> **SUPPLIED DATA**:
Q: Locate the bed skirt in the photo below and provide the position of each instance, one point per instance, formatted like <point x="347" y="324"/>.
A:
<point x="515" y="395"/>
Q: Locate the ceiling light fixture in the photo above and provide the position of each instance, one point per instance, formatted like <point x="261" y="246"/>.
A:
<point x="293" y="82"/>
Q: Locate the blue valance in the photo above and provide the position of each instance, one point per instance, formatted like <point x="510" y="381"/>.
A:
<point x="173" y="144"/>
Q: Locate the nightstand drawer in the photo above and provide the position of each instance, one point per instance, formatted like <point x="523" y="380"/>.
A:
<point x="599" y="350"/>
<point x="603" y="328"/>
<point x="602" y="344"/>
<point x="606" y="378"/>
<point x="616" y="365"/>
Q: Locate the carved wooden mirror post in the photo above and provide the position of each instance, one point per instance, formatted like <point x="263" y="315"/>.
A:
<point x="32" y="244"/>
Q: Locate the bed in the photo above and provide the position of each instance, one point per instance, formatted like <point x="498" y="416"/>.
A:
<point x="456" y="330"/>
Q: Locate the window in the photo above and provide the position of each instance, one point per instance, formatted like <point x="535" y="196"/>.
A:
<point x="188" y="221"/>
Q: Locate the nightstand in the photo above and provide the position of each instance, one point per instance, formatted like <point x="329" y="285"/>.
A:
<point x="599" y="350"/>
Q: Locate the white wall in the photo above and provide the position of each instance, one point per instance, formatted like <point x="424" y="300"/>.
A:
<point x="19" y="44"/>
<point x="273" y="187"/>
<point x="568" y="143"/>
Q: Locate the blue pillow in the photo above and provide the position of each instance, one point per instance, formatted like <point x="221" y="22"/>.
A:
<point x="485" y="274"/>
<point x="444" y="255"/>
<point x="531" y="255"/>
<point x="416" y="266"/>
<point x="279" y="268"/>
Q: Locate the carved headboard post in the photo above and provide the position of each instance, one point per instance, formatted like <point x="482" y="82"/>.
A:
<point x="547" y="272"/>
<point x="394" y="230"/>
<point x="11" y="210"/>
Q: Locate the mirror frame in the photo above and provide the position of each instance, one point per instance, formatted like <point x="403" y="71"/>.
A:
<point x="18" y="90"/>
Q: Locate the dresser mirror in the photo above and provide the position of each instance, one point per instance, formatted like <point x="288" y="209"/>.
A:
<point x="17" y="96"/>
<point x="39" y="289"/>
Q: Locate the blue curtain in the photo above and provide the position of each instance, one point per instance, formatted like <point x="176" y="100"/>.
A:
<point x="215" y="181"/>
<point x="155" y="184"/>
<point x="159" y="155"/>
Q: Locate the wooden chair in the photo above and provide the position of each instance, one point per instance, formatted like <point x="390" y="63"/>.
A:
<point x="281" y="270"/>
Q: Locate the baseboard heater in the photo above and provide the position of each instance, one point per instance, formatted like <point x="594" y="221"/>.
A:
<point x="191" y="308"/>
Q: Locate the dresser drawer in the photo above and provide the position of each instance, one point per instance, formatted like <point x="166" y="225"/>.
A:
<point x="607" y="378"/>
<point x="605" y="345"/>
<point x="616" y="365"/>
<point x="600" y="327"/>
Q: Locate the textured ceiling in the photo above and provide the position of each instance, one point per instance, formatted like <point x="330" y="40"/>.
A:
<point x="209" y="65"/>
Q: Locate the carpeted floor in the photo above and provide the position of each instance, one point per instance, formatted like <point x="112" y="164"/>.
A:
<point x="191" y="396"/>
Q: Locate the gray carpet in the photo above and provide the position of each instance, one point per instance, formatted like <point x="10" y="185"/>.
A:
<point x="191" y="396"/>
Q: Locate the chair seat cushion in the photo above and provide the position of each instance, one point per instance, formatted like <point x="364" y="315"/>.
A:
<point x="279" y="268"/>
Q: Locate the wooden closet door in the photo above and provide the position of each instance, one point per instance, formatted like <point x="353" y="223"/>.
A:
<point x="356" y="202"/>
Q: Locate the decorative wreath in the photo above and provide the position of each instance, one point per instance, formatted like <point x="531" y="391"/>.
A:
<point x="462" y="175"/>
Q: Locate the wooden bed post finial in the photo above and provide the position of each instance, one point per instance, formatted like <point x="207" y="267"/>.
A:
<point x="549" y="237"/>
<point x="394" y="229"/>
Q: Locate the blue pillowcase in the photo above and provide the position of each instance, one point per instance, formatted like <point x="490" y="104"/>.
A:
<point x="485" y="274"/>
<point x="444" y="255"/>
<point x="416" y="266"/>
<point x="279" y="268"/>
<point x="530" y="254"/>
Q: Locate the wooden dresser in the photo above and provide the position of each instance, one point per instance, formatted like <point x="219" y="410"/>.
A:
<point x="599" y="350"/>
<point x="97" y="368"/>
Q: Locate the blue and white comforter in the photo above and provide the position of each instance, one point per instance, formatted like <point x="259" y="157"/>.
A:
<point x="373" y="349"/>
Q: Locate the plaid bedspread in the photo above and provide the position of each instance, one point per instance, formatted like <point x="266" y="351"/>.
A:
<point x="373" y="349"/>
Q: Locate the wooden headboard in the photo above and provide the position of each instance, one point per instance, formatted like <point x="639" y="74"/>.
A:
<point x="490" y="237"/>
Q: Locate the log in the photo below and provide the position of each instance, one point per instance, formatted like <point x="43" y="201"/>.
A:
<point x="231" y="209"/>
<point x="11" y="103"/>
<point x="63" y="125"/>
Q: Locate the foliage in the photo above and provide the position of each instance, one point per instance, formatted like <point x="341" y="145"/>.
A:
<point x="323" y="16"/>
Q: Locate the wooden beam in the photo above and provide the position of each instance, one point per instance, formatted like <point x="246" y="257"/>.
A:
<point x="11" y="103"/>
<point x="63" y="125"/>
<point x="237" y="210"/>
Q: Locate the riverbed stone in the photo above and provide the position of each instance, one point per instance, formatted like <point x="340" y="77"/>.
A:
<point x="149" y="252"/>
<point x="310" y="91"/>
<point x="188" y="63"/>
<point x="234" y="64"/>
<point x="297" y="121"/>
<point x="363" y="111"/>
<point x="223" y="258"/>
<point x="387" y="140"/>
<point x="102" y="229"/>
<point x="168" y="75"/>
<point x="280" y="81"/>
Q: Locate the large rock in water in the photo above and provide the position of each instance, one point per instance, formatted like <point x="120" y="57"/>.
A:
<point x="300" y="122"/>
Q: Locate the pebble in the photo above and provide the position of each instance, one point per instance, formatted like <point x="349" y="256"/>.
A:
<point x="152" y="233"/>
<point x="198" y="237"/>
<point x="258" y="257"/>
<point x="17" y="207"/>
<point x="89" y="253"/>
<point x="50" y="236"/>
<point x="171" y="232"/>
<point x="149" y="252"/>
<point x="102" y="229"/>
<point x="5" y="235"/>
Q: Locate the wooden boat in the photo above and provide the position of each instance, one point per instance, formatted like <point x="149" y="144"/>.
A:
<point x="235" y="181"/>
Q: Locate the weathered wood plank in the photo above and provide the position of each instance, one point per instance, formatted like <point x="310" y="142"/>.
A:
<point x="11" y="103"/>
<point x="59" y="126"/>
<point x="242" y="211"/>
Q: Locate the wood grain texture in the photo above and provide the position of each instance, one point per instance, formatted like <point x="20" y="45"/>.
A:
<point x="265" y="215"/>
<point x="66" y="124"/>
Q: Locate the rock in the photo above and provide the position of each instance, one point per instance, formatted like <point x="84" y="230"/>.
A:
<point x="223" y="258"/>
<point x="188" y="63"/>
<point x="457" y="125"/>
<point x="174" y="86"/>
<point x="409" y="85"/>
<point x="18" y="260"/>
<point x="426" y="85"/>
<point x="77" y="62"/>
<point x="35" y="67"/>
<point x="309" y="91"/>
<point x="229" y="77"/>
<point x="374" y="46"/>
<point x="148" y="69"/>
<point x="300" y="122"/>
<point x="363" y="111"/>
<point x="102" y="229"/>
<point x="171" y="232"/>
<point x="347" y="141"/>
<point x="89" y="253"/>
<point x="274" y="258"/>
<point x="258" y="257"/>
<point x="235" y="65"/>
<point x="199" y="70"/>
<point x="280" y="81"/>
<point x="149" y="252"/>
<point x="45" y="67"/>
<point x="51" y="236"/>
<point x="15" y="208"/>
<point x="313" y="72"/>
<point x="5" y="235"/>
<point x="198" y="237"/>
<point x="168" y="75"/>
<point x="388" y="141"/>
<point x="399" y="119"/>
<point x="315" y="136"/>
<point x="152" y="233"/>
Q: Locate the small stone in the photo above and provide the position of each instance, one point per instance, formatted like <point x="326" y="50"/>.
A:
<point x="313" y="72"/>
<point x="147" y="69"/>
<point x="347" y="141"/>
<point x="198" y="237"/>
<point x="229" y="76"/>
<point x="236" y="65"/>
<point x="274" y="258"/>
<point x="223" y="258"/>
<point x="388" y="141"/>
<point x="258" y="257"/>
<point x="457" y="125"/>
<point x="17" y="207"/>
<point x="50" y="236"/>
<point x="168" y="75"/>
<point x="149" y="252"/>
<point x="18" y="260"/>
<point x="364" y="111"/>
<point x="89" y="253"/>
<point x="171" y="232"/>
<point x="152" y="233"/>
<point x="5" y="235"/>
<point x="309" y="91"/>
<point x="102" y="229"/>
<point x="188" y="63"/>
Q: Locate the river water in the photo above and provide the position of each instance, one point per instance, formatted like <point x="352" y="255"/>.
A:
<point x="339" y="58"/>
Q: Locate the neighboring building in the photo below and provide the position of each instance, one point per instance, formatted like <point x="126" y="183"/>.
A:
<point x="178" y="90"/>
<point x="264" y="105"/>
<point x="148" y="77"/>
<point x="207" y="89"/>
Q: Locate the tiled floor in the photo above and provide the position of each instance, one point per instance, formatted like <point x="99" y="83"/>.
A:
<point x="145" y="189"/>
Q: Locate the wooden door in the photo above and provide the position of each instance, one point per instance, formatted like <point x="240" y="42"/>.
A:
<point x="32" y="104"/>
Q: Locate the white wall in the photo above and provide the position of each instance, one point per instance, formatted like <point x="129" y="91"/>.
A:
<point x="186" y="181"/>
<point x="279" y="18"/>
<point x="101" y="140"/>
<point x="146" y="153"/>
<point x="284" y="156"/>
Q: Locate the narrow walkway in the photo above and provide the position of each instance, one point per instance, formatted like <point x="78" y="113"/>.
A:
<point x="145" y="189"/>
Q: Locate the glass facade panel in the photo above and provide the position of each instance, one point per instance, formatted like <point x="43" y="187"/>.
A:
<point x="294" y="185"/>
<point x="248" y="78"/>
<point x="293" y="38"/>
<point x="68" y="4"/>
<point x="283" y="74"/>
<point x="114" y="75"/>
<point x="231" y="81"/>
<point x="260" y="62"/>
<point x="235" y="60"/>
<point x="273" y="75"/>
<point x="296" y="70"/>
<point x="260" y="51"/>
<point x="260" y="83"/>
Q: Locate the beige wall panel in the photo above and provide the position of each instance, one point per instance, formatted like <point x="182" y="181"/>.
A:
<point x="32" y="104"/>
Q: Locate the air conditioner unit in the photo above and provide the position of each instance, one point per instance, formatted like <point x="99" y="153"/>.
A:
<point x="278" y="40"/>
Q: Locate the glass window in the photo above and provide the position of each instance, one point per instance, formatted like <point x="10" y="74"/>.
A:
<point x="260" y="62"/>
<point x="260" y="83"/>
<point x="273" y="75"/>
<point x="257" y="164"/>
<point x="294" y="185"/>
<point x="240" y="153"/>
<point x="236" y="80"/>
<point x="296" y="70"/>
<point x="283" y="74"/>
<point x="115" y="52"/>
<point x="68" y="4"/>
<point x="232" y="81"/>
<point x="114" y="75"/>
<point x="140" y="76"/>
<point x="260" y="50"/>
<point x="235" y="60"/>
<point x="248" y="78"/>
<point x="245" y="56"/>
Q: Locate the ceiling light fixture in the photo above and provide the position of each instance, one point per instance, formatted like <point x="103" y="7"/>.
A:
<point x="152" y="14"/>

> **DESCRIPTION OF THE TASK**:
Lines that hold "drawer" are the ones to copy, so pick each out from the data.

> **TASK RESPONSE**:
Q: Locate the nightstand drawer in the photo above and provide the position of each instance, one point per instance, formatted like <point x="523" y="380"/>.
Q: Locate the dresser drawer in the photo above and provide the position of each instance, one point per instance, formatted like <point x="166" y="225"/>.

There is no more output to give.